(Materials provided)

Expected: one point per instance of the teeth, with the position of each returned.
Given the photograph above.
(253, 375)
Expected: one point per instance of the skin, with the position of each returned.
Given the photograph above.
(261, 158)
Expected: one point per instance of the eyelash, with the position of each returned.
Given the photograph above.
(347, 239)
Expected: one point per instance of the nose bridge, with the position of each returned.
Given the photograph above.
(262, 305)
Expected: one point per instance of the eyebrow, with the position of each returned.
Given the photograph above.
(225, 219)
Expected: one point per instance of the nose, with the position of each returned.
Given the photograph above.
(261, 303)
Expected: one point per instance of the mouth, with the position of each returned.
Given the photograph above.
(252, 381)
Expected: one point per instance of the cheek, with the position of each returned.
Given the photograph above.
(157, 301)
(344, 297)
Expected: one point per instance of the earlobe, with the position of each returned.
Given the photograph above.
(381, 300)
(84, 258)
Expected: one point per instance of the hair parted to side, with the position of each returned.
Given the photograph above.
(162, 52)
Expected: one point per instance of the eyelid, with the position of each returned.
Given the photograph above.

(End Materials provided)
(Materials provided)

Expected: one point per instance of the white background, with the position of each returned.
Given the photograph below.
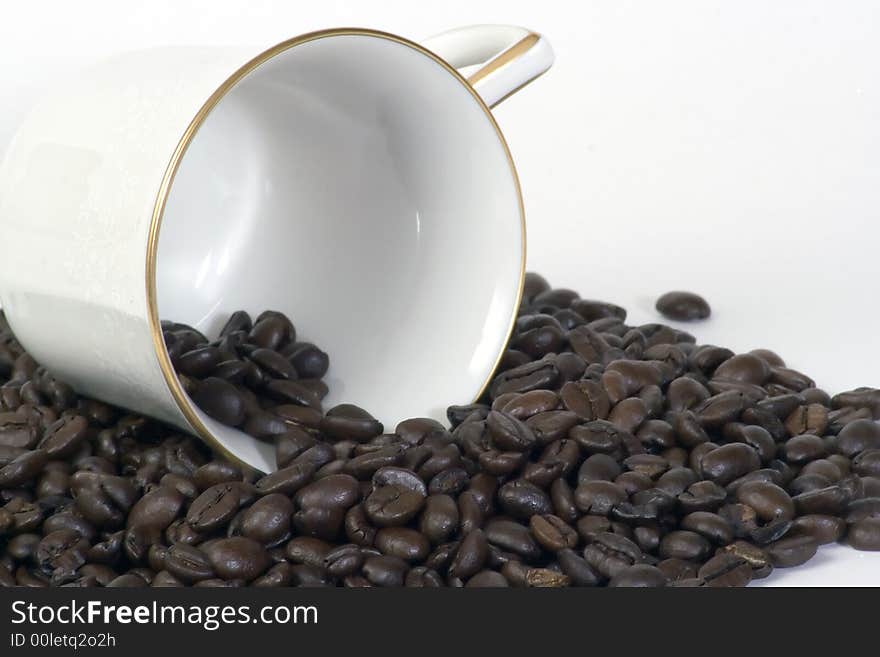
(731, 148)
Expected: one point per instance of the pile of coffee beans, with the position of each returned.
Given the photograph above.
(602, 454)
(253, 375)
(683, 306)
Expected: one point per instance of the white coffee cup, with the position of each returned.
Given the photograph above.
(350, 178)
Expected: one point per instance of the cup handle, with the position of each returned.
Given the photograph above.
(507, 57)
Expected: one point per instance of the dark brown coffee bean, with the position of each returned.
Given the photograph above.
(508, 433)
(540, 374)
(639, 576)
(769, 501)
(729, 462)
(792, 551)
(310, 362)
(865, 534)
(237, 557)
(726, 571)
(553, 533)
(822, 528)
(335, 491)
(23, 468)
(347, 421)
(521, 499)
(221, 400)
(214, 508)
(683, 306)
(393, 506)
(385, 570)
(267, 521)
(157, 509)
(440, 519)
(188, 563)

(End Materials provided)

* [What you are asked to do]:
Filter by the word "nose": copy every line of the data that holds it.

* [Response area]:
Expected: one point per instance of the nose bridge, with the position of each returned.
Expected: one point per instance of the nose, with the position of each returned.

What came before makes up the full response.